• Quoted passage:
□ □ □ □

For each code snippet that can have alternative, there is a pair of macros applied. An example is

SYM_FUNC_START(crc32_le)           /* start of the function                                    */
alternative_if_not ARM64_HAS_CRC32 /* assuming the runtime machine has no hardware CRC feature */
    b crc32_le_base                /* default branch to software CRC routine                   */
alternative_else_nop_endif         /* patch with nop if machine has hardware CRC feature       */
    __crc32                        /* a macro which uses hardware CRC instructions             */
SYM_FUNC_END(crc32_le) 

Please see the Oracle blog for a detailed analysis of the example above, in which they expanded the macros and illustrated how the assembly code creates the alt_instr structure and stores the replacement code in a separate section.

The source code related to ARM64 runtime patching can be found in file linux/arch/arm64/kernel/alternative.c.

Specifically, the patch_alternative function (source code) appeared to be highly related:

alternative

To capture all the runtime memory changes done by patch alternatives, I set breakpoints at functions apply_boot_alternatives and apply_alternatives_all. At the breakpoints, I used gdb command to dump runtime memory as binaries, an example of dumping the .text section looks like:

(gdb) dump binary memory text.bin 0xffff800080010000 0xffff8000810d5000

Compare the memory dump before and after apply_boot_alternatives and apply_alternatives_all (meaning you need to dump four times in total) will give all the changes caused by patch alternatives.

The reason why one cannot simply observe the result memory after apply_alternatives_all for all changes related to patch alternatives is that there are changes to the .text section made in between the two patch alternative functions.

I also extracted the .text section from the vmlinux image I built. It turned out that four addresses were modified before apply_boot_alternatives was called, and the changes were actually applied even before __primary_switched. The four modified addresses appear as follows in the static kernel image.

ffff8000810c2e78 <__kvm_nvhe_$d>:
ffff8000810c2e78:	00000000 	udf	#0
ffff8000810c2e7c:	00000000 	udf	#0
ffff8000810c2e80:	00000000 	udf	#0
ffff8000810c2e84:	00000000 	udf	#0

It’s worth noticing that in the Oracle blog they used hbreak rather than break to set breakpoints.

□ □ □ □

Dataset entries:
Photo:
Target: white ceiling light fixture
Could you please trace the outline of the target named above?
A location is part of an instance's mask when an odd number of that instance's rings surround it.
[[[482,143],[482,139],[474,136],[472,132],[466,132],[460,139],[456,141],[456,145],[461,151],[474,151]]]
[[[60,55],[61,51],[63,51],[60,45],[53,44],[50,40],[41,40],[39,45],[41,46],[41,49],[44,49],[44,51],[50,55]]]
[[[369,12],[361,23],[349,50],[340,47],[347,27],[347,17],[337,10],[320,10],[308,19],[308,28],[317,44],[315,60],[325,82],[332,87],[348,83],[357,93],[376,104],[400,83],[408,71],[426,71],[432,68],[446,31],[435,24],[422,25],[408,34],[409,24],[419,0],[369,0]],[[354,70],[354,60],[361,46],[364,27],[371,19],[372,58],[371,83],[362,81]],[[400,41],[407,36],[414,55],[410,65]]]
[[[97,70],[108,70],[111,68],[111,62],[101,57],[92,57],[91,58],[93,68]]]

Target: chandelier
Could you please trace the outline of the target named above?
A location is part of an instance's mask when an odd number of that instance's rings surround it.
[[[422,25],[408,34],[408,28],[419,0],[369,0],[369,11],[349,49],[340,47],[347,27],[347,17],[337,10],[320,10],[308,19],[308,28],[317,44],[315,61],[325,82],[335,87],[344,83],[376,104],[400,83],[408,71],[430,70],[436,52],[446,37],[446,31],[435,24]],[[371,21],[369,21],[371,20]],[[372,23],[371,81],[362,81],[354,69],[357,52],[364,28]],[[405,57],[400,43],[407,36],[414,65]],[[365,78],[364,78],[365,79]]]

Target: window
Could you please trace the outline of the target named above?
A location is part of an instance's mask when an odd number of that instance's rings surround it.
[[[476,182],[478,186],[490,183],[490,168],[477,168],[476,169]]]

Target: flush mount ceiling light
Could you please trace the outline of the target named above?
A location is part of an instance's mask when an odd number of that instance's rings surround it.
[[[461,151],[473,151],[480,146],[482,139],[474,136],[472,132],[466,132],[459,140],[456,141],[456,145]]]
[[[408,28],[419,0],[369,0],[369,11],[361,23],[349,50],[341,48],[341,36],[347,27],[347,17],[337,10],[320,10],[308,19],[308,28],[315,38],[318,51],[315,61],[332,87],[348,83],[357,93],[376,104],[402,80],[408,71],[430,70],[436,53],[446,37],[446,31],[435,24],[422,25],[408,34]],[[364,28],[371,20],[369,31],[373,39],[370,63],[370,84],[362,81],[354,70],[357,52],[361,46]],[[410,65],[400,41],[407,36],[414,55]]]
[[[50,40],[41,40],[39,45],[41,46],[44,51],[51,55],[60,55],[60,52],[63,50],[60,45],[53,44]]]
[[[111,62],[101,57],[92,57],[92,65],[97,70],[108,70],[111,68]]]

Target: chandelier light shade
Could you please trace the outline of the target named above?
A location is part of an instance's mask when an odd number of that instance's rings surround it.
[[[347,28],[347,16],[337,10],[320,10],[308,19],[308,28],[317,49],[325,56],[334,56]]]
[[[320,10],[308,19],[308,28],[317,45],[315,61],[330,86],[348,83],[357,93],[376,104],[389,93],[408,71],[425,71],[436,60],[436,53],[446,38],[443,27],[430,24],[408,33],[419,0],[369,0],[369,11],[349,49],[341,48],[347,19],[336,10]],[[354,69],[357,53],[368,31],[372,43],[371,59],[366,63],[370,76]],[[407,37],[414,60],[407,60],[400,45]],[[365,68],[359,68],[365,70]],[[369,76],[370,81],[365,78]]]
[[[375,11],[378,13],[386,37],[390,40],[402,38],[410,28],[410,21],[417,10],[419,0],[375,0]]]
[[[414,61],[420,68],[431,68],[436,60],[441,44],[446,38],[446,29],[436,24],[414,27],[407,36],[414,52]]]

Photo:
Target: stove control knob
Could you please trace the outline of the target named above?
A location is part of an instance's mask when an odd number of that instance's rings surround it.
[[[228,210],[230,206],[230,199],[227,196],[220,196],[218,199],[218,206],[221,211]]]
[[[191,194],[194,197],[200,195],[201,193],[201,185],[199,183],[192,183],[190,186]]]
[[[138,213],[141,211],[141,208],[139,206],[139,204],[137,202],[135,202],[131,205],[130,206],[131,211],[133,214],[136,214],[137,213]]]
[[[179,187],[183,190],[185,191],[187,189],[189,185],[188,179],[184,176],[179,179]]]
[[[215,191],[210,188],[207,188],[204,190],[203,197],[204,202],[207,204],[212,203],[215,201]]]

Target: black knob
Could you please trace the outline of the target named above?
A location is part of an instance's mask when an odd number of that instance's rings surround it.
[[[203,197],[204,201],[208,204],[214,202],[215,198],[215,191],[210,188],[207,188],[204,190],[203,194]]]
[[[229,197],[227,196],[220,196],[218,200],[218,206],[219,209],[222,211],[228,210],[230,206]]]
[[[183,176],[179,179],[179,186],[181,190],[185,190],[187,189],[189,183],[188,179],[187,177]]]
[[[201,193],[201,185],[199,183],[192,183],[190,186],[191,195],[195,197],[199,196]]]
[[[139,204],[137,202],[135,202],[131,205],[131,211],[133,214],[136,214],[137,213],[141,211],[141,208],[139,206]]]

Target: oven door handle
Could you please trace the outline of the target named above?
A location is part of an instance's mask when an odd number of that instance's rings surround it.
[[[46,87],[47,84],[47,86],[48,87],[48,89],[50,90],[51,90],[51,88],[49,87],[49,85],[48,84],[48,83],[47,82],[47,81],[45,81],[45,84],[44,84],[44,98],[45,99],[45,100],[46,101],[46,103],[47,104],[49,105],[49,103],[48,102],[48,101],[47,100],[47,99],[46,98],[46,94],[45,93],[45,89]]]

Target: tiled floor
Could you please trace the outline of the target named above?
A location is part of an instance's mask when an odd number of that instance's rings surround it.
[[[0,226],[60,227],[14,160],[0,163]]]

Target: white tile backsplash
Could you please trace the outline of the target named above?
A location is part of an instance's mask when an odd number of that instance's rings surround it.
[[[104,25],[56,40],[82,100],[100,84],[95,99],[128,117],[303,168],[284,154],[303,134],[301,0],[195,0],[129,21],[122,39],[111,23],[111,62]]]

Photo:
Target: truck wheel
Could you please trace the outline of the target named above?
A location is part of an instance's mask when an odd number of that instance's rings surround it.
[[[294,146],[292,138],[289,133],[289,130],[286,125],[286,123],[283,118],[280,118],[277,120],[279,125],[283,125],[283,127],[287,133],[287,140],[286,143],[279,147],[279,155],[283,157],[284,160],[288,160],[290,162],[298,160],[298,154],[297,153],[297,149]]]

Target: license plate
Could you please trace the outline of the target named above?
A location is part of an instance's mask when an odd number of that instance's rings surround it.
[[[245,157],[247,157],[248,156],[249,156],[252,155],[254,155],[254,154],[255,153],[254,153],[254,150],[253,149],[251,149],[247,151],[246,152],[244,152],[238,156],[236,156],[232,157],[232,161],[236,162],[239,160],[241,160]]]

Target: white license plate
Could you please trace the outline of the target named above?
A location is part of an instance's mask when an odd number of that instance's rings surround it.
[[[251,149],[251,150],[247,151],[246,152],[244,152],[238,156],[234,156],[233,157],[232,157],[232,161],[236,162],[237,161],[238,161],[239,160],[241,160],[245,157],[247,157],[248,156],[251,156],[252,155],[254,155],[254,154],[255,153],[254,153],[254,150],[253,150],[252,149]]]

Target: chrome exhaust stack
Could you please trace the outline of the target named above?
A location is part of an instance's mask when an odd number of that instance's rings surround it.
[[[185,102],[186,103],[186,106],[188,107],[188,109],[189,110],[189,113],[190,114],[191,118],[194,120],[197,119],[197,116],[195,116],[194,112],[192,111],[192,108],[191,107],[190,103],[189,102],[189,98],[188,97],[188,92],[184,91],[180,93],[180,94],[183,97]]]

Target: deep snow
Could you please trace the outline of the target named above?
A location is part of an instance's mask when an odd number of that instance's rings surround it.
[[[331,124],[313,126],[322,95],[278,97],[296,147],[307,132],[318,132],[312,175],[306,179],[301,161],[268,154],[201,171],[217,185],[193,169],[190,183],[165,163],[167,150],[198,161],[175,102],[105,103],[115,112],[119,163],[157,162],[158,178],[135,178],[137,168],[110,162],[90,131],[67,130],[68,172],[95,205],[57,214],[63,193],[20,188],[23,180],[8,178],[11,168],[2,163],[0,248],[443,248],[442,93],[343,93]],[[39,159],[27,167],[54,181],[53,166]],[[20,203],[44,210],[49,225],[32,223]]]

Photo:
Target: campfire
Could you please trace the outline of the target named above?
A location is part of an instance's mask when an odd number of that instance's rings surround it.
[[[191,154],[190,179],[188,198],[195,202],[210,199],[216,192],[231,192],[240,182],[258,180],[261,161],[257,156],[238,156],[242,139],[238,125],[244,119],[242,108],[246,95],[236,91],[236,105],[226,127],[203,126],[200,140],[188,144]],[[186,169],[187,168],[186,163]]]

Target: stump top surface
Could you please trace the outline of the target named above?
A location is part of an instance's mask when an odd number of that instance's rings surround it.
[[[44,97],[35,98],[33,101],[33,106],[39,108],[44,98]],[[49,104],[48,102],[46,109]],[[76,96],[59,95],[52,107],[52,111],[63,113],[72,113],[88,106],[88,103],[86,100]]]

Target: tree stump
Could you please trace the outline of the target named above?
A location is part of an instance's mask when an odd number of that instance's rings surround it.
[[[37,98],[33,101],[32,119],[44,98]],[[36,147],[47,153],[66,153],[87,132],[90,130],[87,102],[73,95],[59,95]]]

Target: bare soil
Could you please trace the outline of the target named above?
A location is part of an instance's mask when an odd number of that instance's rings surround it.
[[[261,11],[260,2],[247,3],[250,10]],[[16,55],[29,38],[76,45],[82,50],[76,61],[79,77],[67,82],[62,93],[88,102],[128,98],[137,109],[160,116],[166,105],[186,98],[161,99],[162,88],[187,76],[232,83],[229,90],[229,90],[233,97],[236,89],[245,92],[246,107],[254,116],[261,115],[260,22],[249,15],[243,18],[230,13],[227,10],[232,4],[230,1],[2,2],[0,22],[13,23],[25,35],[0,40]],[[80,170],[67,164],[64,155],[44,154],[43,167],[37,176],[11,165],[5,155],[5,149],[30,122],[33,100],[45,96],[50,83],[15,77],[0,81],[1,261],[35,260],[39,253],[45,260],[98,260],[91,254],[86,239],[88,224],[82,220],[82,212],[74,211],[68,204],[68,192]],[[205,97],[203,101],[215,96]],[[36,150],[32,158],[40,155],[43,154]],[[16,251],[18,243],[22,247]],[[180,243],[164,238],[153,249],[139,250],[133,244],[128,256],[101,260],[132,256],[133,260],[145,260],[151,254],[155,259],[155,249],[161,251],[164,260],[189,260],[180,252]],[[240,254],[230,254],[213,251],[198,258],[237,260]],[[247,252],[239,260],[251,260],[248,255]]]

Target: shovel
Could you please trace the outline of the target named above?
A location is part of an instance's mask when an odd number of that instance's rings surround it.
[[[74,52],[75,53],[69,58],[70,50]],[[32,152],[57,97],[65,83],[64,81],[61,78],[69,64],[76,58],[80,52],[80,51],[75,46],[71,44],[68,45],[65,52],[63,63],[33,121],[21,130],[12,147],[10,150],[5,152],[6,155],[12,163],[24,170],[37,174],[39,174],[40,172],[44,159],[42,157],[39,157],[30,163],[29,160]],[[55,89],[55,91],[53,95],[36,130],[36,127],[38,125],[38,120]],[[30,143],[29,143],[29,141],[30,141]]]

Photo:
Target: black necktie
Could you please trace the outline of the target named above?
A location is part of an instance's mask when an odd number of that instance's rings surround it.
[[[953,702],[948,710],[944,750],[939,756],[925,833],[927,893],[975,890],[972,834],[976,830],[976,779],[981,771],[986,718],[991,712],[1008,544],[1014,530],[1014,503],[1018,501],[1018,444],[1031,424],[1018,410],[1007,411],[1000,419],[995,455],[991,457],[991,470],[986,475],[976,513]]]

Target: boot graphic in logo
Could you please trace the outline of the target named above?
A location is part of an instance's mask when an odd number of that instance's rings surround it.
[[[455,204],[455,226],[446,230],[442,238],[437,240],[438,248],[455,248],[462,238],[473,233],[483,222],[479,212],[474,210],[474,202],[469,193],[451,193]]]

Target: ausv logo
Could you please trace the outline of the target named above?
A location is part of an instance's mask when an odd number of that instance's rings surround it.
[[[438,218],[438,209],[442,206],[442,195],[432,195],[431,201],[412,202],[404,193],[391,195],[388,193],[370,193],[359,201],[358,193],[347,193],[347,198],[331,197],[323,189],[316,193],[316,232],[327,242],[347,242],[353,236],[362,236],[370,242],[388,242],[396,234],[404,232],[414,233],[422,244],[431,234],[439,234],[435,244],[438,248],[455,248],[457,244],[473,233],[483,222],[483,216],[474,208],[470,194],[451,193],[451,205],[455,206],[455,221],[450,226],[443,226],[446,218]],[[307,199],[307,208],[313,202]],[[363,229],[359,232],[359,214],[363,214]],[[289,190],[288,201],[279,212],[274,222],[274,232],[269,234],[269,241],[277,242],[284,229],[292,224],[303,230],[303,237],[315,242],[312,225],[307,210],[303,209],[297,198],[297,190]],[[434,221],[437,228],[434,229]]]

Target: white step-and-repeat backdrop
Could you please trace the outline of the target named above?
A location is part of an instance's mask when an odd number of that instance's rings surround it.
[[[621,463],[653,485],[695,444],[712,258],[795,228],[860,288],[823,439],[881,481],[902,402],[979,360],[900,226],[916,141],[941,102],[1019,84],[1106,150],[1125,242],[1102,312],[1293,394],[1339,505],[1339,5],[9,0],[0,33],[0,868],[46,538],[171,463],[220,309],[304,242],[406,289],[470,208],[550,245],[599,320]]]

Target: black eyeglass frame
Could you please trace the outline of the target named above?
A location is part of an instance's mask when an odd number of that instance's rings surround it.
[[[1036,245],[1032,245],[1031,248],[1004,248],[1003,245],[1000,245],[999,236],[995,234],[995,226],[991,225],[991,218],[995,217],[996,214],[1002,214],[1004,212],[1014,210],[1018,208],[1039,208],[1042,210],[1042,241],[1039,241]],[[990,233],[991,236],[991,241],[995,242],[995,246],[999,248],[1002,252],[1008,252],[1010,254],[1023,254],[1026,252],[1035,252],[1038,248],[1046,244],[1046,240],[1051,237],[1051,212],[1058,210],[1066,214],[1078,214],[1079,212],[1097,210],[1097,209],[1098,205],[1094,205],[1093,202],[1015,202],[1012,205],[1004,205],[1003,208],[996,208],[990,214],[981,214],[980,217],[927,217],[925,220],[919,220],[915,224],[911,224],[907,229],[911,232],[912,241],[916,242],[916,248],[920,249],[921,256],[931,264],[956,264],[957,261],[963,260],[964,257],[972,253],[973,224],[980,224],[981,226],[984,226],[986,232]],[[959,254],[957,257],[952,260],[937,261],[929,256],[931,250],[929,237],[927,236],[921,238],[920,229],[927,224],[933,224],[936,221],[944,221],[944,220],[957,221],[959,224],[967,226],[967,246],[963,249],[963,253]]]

□ □ □ □

• To be done:
1) For each of the statements below, say whether it agrees with the ARM64 runtime patching text. Answer yes or no, and quote the words from the text that decide it.
(a) Breakpoints were set at apply_boot_alternatives and apply_alternatives_all.
(b) Comparing the memory before and after the two patch functions takes two dumps in total.
(c) The Oracle blog used break rather than hbreak to set breakpoints.
2) Summarize the ARM64 runtime patching text in two sentences.
3) Retype the part of the ARM64 runtime patching text between "The reason why" and "to set breakpoints.", inclusive.

• Solved tasks:
1)
(a) Yes: "I set breakpoints at functions apply_boot_alternatives and apply_alternatives_all"
(b) No: "meaning you need to dump four times in total"
(c) No: "in the Oracle blog they used hbreak rather than break to set breakpoints"

2) Each code snippet that can have an alternative gets a pair of macros, and the ARM64 runtime patching source is in linux/arch/arm64/kernel/alternative.c. To capture every change made by patch alternatives, breakpoints were set at apply_boot_alternatives and apply_alternatives_all, and memory was dumped with gdb before and after each one for comparison, because other changes to the .text section happen between the two functions.

3)
The reason why one cannot simply observe the result memory after apply_alternatives_all for all changes related to patch alternatives is that there are changes to the .text section made in between the two patch alternative functions.

I also extracted the .text section from the vmlinux image I built. It turned out that four addresses were modified before apply_boot_alternatives was called, and the changes were actually applied even before __primary_switched. The four modified addresses appear as follows in the static kernel image.

ffff8000810c2e78 <__kvm_nvhe_$d>:
ffff8000810c2e78:	00000000 	udf	#0
ffff8000810c2e7c:	00000000 	udf	#0
ffff8000810c2e80:	00000000 	udf	#0
ffff8000810c2e84:	00000000 	udf	#0

It’s worth noticing that in the Oracle blog they used hbreak rather than break to set breakpoints.